- [BRIEF] Arrange the records below as a two-column CSV with the header "text" and "answer", giving one row per record. Enclose each field in double quotes, replace line breaks within a field with spaces, and omit the pictures.

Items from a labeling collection
=-=-=
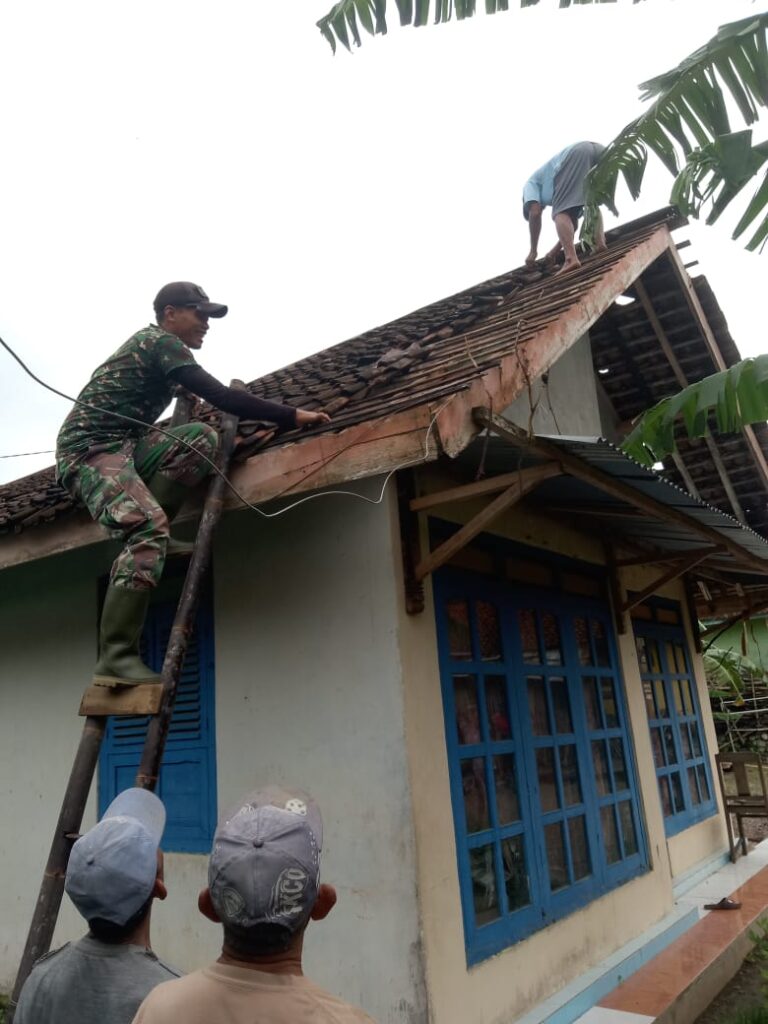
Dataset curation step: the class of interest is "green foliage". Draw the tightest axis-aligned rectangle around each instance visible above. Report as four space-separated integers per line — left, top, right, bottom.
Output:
583 11 768 250
317 0 640 53
622 354 768 466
=-=-=
- [RESPONSE BELOW]
text,answer
"Dataset curation step: the class of interest is ""green foliage"". Draw the tightest axis-aligned rectangle around each instance visible above. Report as four space-separated integers per line — left, top, right, bottom. Output:","583 11 768 250 317 0 640 53 622 354 768 466"